Stored items from a collection:
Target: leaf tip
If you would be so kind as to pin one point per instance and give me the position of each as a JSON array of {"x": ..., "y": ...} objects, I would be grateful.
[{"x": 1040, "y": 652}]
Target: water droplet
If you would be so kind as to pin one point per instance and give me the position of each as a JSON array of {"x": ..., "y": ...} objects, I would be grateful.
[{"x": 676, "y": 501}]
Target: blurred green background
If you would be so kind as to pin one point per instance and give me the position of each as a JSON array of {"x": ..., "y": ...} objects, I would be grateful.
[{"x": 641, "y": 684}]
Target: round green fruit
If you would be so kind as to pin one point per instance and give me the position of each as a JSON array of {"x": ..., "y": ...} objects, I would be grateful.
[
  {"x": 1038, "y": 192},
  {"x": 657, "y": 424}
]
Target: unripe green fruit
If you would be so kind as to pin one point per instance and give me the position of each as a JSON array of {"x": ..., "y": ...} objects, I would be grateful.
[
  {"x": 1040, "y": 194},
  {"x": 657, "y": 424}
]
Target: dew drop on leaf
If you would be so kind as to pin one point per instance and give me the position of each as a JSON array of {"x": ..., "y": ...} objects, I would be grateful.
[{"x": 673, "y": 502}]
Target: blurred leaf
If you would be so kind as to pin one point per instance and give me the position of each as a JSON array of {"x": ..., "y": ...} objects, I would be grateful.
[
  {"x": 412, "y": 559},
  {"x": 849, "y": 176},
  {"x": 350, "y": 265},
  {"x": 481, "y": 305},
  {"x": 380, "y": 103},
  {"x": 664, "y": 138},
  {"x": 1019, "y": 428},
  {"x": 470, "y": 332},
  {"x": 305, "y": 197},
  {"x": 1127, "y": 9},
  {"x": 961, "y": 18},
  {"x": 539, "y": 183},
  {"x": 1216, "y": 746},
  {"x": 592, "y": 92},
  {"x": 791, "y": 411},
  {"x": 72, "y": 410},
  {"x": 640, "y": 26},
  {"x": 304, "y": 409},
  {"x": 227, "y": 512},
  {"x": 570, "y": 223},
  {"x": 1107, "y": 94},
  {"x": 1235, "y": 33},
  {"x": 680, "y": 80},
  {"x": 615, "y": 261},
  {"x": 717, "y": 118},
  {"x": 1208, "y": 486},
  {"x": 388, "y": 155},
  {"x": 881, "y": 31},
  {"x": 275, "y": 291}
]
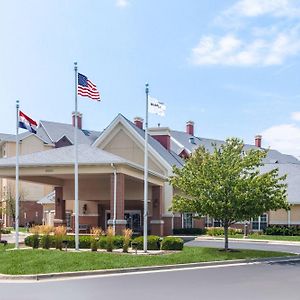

The problem: Output the records above in their entirety and exactly, leaving out all images.

Exercise output:
Target: leaf tip
If you would be so kind as to pin one point per instance and give me the position of each as a JSON array of {"x": ..., "y": ...} objects, I would be grateful.
[{"x": 1040, "y": 652}]
Target: water droplet
If you would be so kind as to pin one point per instance and give me the position of each as a JSON array of {"x": ..., "y": ...} objects, I would be grateful.
[{"x": 676, "y": 501}]
Target: blurred green background
If you would be so kind as to pin one point per instance and give me the position of each as a JSON array of {"x": ..., "y": ...} objects, I would be grateful.
[{"x": 641, "y": 684}]
Target: round green fruit
If you would be so kind as to pin one point per instance and give me the position of each as a JSON array of {"x": ..., "y": ...} objects, I would be grateful.
[
  {"x": 1038, "y": 192},
  {"x": 657, "y": 424}
]
Target: unripe green fruit
If you would be so kind as to pin one point per instance and give me the position of each as a JSON array of {"x": ..., "y": ...} objects, I would be grateful.
[
  {"x": 1040, "y": 194},
  {"x": 657, "y": 424}
]
Target: dew drop on leaf
If you would be so kind as to pin one point per instance and give me the position of each as a JSON array of {"x": ..., "y": ...} objects, I would be grateful.
[{"x": 673, "y": 502}]
Target: blurred leaf
If you would be so kind as to pin one point per instance and give me the position of each as a JSON array of {"x": ..., "y": ...} objects, I would be grateful.
[
  {"x": 412, "y": 559},
  {"x": 849, "y": 176},
  {"x": 350, "y": 265},
  {"x": 481, "y": 305},
  {"x": 380, "y": 103},
  {"x": 664, "y": 138},
  {"x": 1019, "y": 428},
  {"x": 470, "y": 332},
  {"x": 305, "y": 197},
  {"x": 1127, "y": 9},
  {"x": 961, "y": 18},
  {"x": 539, "y": 183},
  {"x": 1216, "y": 746},
  {"x": 592, "y": 92},
  {"x": 791, "y": 411},
  {"x": 72, "y": 410},
  {"x": 640, "y": 26},
  {"x": 304, "y": 409},
  {"x": 227, "y": 512},
  {"x": 570, "y": 223},
  {"x": 1107, "y": 94},
  {"x": 1235, "y": 33},
  {"x": 680, "y": 80},
  {"x": 615, "y": 261},
  {"x": 717, "y": 118},
  {"x": 1208, "y": 486},
  {"x": 388, "y": 155},
  {"x": 881, "y": 31},
  {"x": 275, "y": 291}
]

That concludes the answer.